+++ TRECHO CITADO

Em relação a essa necessidade, o autor destaca a importância, com base em
diferentes vertentes teóricas advindas de áreas variadas, do estudo sobre a
aprendizagem na formação do professor, não só adotando como referencial as
ciências humanas e sociais, mas também reconhecendo o caráter interdisciplinar
da aprendizagem. Segundo Claxton (2005), se os professores não sabem em que
consiste a aprendizagem e como ela ocorre, tem as mesmas possibilidades de
favorecê-la ou de atrapalhá-la.
Para
Moraes e Torre (2004), a neurociência oferece conhecimentos que deveriam ser
aproveitados pelos docentes. Os referidos autores lembram que a aprendizagem é
proporcionada pela plasticidade do cérebro e sofre influência do ambiente.
Nesse caso, o professor, por meio de sua ação profissional, transmite estímulos
que podem vir a contribuir para a secreção de hormônios que provocam o
entusiasmo e o desejo de aprender ou o extremo oposto, o desinteresse.
Não
considerar esses pressupostos pode ocasionar uma visão equivocada dos
diferentes momentos de ensino e aprendizagem. Na ausência de informações de
como nosso cérebro faz o que faz, muitas vezes os professores atribuem o
insucesso no aprender à incapacidade de os alunos realizarem determinados tipos
de aprendizagem. Com isso, os professores se esquivam de sua responsabilidade
como mediadores da construção do conhecimento.

++++++
+++ DADOS FORNECIDOS

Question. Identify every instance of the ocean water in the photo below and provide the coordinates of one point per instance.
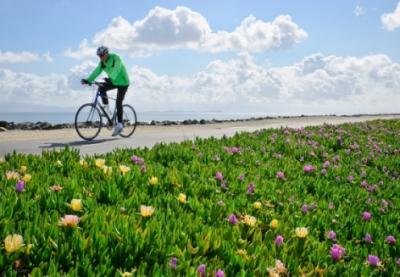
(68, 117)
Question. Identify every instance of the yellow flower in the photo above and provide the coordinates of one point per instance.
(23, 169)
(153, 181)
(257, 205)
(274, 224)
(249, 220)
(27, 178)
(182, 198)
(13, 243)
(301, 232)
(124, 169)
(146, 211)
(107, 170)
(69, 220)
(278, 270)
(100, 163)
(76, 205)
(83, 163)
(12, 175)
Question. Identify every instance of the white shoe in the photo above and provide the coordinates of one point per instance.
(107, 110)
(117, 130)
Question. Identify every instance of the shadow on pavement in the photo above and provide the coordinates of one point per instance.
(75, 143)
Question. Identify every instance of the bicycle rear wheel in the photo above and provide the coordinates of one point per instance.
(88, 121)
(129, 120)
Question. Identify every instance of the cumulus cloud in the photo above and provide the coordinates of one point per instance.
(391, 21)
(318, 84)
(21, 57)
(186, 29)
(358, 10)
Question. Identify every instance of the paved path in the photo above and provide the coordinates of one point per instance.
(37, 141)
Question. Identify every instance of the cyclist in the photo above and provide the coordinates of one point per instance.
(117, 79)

++++++
+++ DADOS FORNECIDOS

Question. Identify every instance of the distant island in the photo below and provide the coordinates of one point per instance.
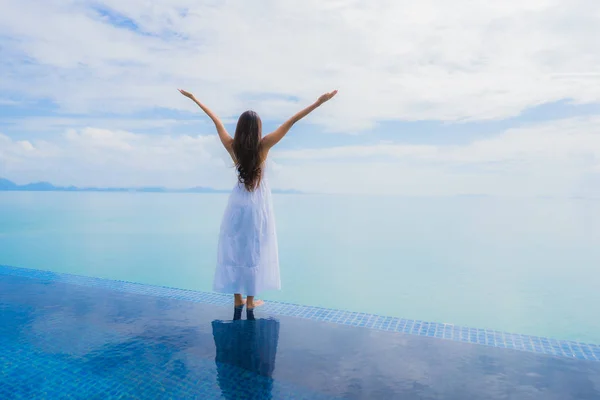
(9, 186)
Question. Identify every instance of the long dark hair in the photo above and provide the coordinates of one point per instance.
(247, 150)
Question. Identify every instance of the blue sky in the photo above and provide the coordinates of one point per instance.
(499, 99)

++++++

■ **EXERCÍCIOS PROPOSTOS**:
**1)** No trecho citado, o que a neurociência oferece, segundo Moraes e Torre (2004)?
**2)** Reescreva a parte do trecho citado que vai de "Em relação a" até "influência do ambiente.", trocando "plasticidade" por "flexibilidade".
Não é preciso consultar os registros.

■ **RESPOSTAS**:
**1)** Conhecimentos que deveriam ser aproveitados pelos docentes.

**2)**
Em relação a essa necessidade, o autor destaca a importância, com base em
diferentes vertentes teóricas advindas de áreas variadas, do estudo sobre a
aprendizagem na formação do professor, não só adotando como referencial as
ciências humanas e sociais, mas também reconhecendo o caráter interdisciplinar
da aprendizagem. Segundo Claxton (2005), se os professores não sabem em que
consiste a aprendizagem e como ela ocorre, tem as mesmas possibilidades de
favorecê-la ou de atrapalhá-la.
Para
Moraes e Torre (2004), a neurociência oferece conhecimentos que deveriam ser
aproveitados pelos docentes. Os referidos autores lembram que a aprendizagem é
proporcionada pela flexibilidade do cérebro e sofre influência do ambiente.